» Selection
I – once again – had fooled myself that, at some point, living goes onto a kind of cruise control and smooths out.  That when we get older, the roads get less bumpy, and there would be less of a struggle – month to month would be more like year to year.  That there would be no mystery attached to the next dollar I needed.  I mistakenly thought that – for Pete’s sake – the world gives a body a break and says, Alright, old kiddo, that’s enough.  You’ve done good, now get outta the ring and relax a little.  Come, lets get a mojito.

I’m not naive.  And I know everybody’s gotta die someday, and about that, I can say I’m truly not worried – actually I’m kind of curious.  And, of course life is a struggle for all of us.  But damn, if it’s not easy to forget that the 401K, the full health insurance and the stock options come to those who take a job that offers a retirement package.  Maybe like those employees at Bell Labs.  Someone hell bent on artistic search can all but be certain that a comfy retirement will not be there when he or she can go no further.  And, from what I hear from my friends with jobbie-jobs that offer retirement benefits – working on their own masterpieces in their own way – the modest-yet-carefree-American-retirement is going the way of the do-do bird.  Social security will be obliterated soon, co-pays are getting higher, just about everything from birth onward is a pre-existing injury today – and as far as gambling at the stock market’s table, it seems only the dealer’s winning.  So maybe there won’t be a retirement playground for any of us.  I guess that makes all of us artists.

» Recorded information
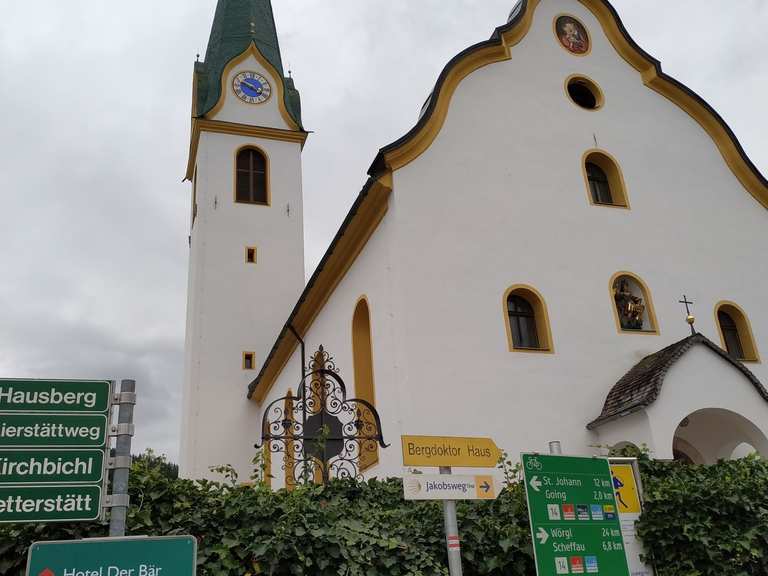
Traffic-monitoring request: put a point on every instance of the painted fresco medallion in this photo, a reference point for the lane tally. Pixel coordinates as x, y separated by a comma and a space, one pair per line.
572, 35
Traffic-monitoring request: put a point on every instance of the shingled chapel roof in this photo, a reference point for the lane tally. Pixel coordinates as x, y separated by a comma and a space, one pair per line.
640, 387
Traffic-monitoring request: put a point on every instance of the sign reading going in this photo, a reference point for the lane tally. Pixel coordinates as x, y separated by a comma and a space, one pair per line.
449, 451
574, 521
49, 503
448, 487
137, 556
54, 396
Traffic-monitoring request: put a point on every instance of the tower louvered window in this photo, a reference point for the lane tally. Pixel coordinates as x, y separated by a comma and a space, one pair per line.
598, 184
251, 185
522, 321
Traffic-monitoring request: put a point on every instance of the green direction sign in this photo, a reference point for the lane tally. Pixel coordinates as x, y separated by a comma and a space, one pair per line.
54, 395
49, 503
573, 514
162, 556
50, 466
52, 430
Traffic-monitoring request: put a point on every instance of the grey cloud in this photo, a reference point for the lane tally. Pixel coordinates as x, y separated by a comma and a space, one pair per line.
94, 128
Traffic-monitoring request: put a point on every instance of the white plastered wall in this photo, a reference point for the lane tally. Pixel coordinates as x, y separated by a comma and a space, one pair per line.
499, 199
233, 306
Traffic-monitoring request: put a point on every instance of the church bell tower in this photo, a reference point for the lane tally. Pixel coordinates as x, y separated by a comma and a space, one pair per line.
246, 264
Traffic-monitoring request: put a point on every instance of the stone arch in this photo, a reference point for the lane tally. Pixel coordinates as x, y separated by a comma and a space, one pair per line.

» Problems
• 1. Say whether each statement agrees with the retirement passage, answering yes or no and quoting the deciding words: (a) The writer is worried about dying. (b) Friends with retirement benefits say the modest American retirement is disappearing. (c) The writer says co-pays are getting lower.
• 2. In the retirement passage, which workplace's employees are given as an example of people whose jobs come with a retirement package?

» Exercise solutions
• 1.
(a) No: "I can say I’m truly not worried – actually I’m kind of curious."
(b) Yes: "the modest-yet-carefree-American-retirement is going the way of the do-do bird."
(c) No: "co-pays are getting higher"

• 2. Bell Labs.